Would you set down each line of the data below exactly?

--- --- ---

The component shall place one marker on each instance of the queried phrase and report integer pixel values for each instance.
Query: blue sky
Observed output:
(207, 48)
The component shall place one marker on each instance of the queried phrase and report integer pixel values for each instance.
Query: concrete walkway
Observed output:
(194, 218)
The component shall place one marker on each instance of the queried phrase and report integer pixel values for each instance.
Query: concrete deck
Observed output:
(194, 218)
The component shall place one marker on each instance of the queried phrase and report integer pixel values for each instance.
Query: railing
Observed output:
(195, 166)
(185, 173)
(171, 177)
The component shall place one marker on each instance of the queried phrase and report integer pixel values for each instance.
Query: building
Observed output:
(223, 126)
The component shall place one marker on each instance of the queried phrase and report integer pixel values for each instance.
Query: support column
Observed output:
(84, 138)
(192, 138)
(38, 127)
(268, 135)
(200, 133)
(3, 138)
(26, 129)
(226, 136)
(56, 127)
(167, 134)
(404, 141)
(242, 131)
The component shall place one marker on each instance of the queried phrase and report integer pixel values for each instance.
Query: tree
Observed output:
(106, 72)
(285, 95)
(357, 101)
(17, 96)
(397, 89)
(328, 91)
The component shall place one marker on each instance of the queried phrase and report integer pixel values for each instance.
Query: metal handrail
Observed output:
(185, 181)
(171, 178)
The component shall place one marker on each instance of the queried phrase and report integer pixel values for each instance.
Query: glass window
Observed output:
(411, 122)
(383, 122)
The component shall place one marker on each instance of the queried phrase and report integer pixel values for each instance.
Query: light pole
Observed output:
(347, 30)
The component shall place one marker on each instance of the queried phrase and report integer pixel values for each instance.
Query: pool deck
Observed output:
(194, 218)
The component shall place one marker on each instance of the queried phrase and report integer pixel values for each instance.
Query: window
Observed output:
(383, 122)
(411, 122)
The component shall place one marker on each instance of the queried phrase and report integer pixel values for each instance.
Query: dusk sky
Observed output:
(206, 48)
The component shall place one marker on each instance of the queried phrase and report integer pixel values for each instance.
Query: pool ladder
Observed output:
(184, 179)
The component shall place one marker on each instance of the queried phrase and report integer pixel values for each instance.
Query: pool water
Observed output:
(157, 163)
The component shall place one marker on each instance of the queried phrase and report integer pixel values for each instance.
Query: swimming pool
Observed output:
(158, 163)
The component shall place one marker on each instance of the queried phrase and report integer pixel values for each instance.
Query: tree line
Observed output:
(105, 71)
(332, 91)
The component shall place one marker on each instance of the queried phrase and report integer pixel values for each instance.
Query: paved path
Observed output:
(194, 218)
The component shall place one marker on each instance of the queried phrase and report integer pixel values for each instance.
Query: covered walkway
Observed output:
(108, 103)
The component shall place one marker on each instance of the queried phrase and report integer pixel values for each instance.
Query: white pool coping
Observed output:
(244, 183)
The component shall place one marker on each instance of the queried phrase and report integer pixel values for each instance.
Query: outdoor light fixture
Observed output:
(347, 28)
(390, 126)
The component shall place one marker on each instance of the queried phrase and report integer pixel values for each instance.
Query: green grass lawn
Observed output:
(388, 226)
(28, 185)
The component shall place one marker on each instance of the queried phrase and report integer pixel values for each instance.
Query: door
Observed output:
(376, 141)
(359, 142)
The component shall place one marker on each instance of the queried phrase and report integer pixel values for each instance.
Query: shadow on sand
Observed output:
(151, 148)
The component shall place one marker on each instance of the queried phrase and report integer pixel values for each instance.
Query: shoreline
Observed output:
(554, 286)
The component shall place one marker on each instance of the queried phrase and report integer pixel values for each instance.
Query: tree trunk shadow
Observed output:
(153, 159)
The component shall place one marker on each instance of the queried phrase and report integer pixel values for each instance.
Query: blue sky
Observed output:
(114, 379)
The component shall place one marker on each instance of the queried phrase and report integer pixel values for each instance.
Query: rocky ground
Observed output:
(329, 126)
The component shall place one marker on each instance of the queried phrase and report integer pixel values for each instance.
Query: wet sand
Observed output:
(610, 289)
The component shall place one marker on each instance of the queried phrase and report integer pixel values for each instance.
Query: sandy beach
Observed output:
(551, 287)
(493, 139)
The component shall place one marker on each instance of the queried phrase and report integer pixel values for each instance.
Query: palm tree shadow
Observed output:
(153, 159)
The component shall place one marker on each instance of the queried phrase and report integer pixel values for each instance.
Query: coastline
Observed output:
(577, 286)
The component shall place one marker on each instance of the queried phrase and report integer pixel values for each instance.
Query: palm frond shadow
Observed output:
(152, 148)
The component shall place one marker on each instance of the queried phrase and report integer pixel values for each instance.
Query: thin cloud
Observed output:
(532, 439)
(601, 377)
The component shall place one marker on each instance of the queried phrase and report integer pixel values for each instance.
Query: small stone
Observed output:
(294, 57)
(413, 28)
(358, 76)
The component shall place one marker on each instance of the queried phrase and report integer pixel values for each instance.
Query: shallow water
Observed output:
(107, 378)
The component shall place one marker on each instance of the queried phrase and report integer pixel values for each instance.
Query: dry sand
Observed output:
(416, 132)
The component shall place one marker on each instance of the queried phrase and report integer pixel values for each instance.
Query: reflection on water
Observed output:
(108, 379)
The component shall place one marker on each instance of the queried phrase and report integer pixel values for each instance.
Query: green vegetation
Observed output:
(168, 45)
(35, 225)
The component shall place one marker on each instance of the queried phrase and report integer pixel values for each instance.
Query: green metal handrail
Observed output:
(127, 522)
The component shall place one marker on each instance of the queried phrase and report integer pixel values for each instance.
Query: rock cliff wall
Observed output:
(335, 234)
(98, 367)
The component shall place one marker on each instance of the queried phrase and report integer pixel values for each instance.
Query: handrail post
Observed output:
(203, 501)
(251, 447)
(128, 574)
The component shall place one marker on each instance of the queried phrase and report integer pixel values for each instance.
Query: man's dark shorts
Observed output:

--- --- ---

REPLY TO THE EXERCISE ▸
The component shall place one marker on each instance of the queried phrase and report integer pixel values for each instance.
Query: blue sky
Observed output:
(207, 48)
The component shall place one marker on each instance of the queried phrase and report integer pixel values for each instance.
Query: concrete walkway
Observed output:
(194, 218)
The component shall place one marker on each instance of the queried phrase and report integer pixel values for each instance.
Query: concrete deck
Observed output:
(194, 218)
The component shall place one marker on each instance of the queried phrase and report integer pixel values for each instance.
Query: railing
Observed output:
(195, 166)
(185, 173)
(171, 177)
The component shall place one marker on each instance of the queried phrase and report integer pixel values for each instance.
Query: building
Observed output:
(223, 126)
The component shall place one marker on each instance of the queried phrase and report integer pixel values for each instance.
Query: support column
Observed output:
(84, 138)
(192, 138)
(38, 127)
(268, 135)
(200, 133)
(3, 138)
(26, 129)
(226, 136)
(56, 127)
(167, 134)
(404, 141)
(242, 131)
The component shall place one marker on each instance of the queried phrase and report integer pixel values for each instance.
Query: tree
Observed output:
(106, 72)
(285, 95)
(357, 101)
(17, 96)
(397, 89)
(328, 91)
The component shall place one marker on each instance of the queried phrase and report integer pixel values for each instance.
Query: metal handrail
Observed output:
(185, 181)
(171, 178)
The component shall place one marker on each instance of the queried phrase and report integer pixel values for each instance.
Query: glass window
Observed output:
(411, 122)
(383, 122)
The component shall place one marker on each instance of the queried phrase and report integer pixel values for each instance.
Query: light pole
Observed output:
(347, 30)
The component shall place one marker on each instance of the queried phrase and report integer pixel values for each instance.
Query: pool deck
Observed output:
(194, 218)
The component shall place one marker on each instance of the queried phrase and report integer pixel values for each instance.
Query: window
Observed output:
(383, 122)
(411, 122)
The component shall place one marker on each instance of the queried phrase and report integer pixel values for each instance.
Query: dusk sky
Observed output:
(206, 48)
The component shall place one marker on each instance of the queried phrase and report integer pixel values for each instance.
Query: pool ladder
Observed output:
(184, 179)
The component shall place one marker on each instance of the queried phrase and report integer pixel values for each instance.
Query: pool water
Observed output:
(157, 163)
The component shall place one marker on each instance of the queried phrase and report integer pixel values for each instance.
Query: swimming pool
Observed output:
(158, 163)
The component shall place one marker on each instance of the queried phrase and report integer pixel values for each instance.
Query: tree line
Observed output:
(105, 71)
(332, 91)
The component shall place one marker on each instance of the queried phrase and report integer pixel values for each instance.
Query: paved path
Observed output:
(194, 218)
The component shall place one marker on each instance of the queried phrase and report integer pixel values for each instance.
Query: covered walkway
Observed output:
(108, 103)
The component shall place one marker on each instance of the queried phrase and report integer pixel values for each instance.
Query: white pool coping
Observed output:
(244, 183)
The component shall place one marker on each instance of the queried phrase and report integer pixel values for each instance.
Query: outdoor light fixture
Observed output:
(347, 28)
(390, 126)
The component shall place one marker on each instance of the queried phrase and report integer pixel values for each instance.
Query: green grass lawn
Observed output:
(388, 226)
(28, 185)
The component shall place one marker on each instance of the queried phrase and report integer pixel values for each instance.
Query: door
Observed output:
(376, 141)
(359, 142)
The component shall place one marker on each instance of the queried phrase and report integer pixel values for each instance.
Query: shadow on sand
Observed output:
(151, 148)
The component shall place one marker on each instance of the queried phrase and report integer pixel values for each instance.
Query: shoreline
Observed output:
(554, 286)
The component shall place one marker on each instance of the queried phrase and report integer pixel values for each instance.
Query: tree trunk shadow
Observed output:
(153, 159)
The component shall place one marker on each instance of the queried phrase and report integer pixel values for each instance.
Query: blue sky
Observed output:
(114, 379)
The component shall place one marker on each instance of the queried phrase and report integer pixel values for each instance.
Query: rocky ground
Observed output:
(329, 126)
The component shall place one marker on each instance of the queried phrase and report integer pixel values for each instance.
Query: wet sand
Observed output:
(610, 289)
The component shall place one marker on each instance of the queried phrase and report integer pixel values for each instance.
Query: sandy beach
Observed output:
(551, 287)
(493, 139)
The component shall place one marker on each instance of the queried phrase and report integer pixel values for each instance.
Query: palm tree shadow
Observed output:
(153, 159)
The component shall place one marker on each instance of the queried phrase and report integer pixel values for each instance.
Query: coastline
Observed output:
(577, 286)
The component shall place one marker on each instance of the queried phrase and report integer pixel values for each instance.
Query: palm frond shadow
Observed output:
(152, 148)
The component shall place one marker on each instance of the queried phrase and report integer pixel values for each instance.
Query: thin cloud
Observed output:
(532, 439)
(601, 377)
The component shall place one marker on each instance of the queried phrase and report integer pixel values for each instance.
Query: small stone
Observed output:
(294, 57)
(413, 28)
(358, 76)
The component shall place one marker on each instance of the queried phrase and report integer pixel values for each instance.
Query: shallow water
Observed output:
(107, 378)
The component shall place one marker on each instance of the queried phrase and report integer pixel values for each instance.
Query: dry sand
Observed output:
(416, 132)
The component shall place one marker on each instance of the queried phrase and report integer pixel values for each instance.
Query: reflection on water
Observed output:
(108, 379)
The component shall place one marker on each instance of the queried phrase and report integer pixel values for each instance.
Query: green vegetation
Observed output:
(168, 45)
(35, 225)
The component shall place one marker on each instance of the queried phrase and report integer pixel values for each instance.
Query: green metal handrail
Observed output:
(127, 522)
The component shall place one marker on each instance of the queried phrase and report integer pixel values for each instance.
Query: rock cliff wall
Observed output:
(335, 234)
(98, 367)
The component shall place one marker on each instance of the queried phrase and report integer pixel values for each instance.
Query: handrail post
Observed output:
(203, 501)
(251, 447)
(128, 574)
The component shall place one marker on each instance of the queried phrase and report integer pixel values for each instance.
Query: man's dark shorts
Observed output:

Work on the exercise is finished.